EXERCISE DETAILS: Repeat back the entries that follow, keeping every word as it is.

DATA FOR THIS EXERCISE:
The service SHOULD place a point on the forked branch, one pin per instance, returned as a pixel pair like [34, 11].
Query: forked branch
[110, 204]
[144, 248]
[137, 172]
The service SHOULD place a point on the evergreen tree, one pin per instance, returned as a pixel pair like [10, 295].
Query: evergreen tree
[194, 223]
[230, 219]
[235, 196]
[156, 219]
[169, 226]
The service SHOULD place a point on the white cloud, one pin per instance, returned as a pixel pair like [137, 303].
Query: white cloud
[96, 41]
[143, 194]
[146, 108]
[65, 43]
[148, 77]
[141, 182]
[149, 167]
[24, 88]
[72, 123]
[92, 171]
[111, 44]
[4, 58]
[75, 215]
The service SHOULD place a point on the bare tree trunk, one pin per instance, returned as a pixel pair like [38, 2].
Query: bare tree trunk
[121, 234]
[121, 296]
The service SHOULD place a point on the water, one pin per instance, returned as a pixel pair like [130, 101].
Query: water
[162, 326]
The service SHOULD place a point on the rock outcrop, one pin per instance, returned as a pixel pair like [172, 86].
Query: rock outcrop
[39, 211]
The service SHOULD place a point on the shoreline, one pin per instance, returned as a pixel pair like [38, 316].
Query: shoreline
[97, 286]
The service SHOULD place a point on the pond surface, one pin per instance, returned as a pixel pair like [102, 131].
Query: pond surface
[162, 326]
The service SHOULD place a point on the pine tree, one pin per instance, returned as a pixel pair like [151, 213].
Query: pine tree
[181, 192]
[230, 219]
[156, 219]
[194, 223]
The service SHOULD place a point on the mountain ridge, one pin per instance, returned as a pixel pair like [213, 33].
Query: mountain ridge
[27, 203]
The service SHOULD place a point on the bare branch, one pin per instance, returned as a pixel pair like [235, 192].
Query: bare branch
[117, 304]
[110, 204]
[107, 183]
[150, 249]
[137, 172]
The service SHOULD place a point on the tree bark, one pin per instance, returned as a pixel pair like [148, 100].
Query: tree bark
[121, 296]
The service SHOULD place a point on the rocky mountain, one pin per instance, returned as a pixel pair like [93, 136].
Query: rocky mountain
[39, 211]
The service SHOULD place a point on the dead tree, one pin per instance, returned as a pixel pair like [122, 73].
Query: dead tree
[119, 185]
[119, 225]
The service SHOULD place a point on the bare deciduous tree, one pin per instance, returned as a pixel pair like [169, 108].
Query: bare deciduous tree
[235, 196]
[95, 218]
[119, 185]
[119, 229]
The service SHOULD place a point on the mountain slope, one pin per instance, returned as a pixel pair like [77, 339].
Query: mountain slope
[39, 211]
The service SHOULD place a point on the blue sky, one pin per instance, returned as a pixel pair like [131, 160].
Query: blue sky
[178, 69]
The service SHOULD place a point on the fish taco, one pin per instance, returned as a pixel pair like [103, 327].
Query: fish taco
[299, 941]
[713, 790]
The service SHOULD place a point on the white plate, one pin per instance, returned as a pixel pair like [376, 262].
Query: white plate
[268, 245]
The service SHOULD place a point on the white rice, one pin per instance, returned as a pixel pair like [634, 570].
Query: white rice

OUTPUT OF THE EXERCISE:
The service SHOULD place a point on the forked branch, one pin per instance, returned as a pixel pair like [34, 11].
Query: forked branch
[110, 204]
[144, 248]
[137, 172]
The service SHOULD place a point on the evergreen tree, one pin per instance, returned as a pixel pair like [10, 295].
Query: evergreen tree
[194, 223]
[230, 219]
[235, 196]
[156, 219]
[169, 226]
The service SHOULD place a point on the white cloud, one pin per instance, returned as a pixel pair like [137, 303].
Query: white cloud
[96, 41]
[143, 194]
[146, 108]
[65, 43]
[148, 77]
[141, 182]
[149, 167]
[24, 88]
[72, 123]
[92, 171]
[111, 44]
[4, 58]
[75, 215]
The service SHOULD place a point on the bare tree trunk, one pin per instance, returned as a pixel pair like [38, 2].
Query: bare tree trunk
[121, 234]
[121, 296]
The service SHOULD place a point on the water, one pin per instance, returned as a pixel pair like [130, 101].
Query: water
[162, 326]
The service SHOULD place a point on the rock outcrop, one pin per instance, returned as a pixel pair like [172, 86].
Query: rock outcrop
[39, 211]
The service SHOULD place a point on the shoreline, one pin per instance, returned as a pixel pair like [38, 316].
Query: shoreline
[97, 286]
The service SHOULD place a point on the pond surface, one pin per instance, returned as a pixel pair like [102, 131].
Query: pond surface
[162, 326]
The service SHOULD place a point on the pine tree, one pin per instance, returned as a pixel pair like [151, 213].
Query: pine tree
[181, 192]
[230, 219]
[156, 219]
[194, 223]
The service SHOULD place a point on the mountain ridge, one pin per instance, returned as a pixel pair like [213, 33].
Query: mountain ridge
[27, 203]
The service SHOULD place a point on the bare branch, one pin per instance, returned as a pixel pair like [235, 192].
Query: bare branch
[117, 304]
[110, 204]
[107, 183]
[150, 249]
[137, 172]
The service SHOULD place a point on the tree bark, one pin per instance, returned as a pixel pair like [148, 100].
Query: tree bark
[121, 296]
The service SHOULD place a point on the rocky mountain, one pin per instance, returned as a pixel pair like [93, 136].
Query: rocky mountain
[39, 211]
The service SHOULD place a point on the dead tree, one pin per instance, returned as a pixel pair like [122, 73].
Query: dead tree
[119, 185]
[119, 225]
The service SHOULD place a point on the bare deciduous tree, one pin per instance, returned as a pixel pair like [169, 108].
Query: bare deciduous tree
[235, 196]
[95, 218]
[119, 185]
[119, 229]
The service SHOULD place a point on the mountain slope, one pin per instance, returned as a pixel pair like [77, 339].
Query: mountain slope
[39, 211]
The service SHOULD place a point on the blue sky, one pin per instance, returned as a pixel pair like [131, 160].
Query: blue sky
[178, 69]
The service SHOULD place a point on the fish taco, one pin per instance, returned as a pixel pair like [103, 327].
Query: fish taco
[299, 941]
[713, 790]
The service SHOULD place a point on the white plate, one pin per instance, returned as a pixel pair like [376, 262].
Query: white plate
[268, 245]
The service SHOULD place a point on the white rice, one pin per instance, returned as a pixel pair like [634, 570].
Query: white rice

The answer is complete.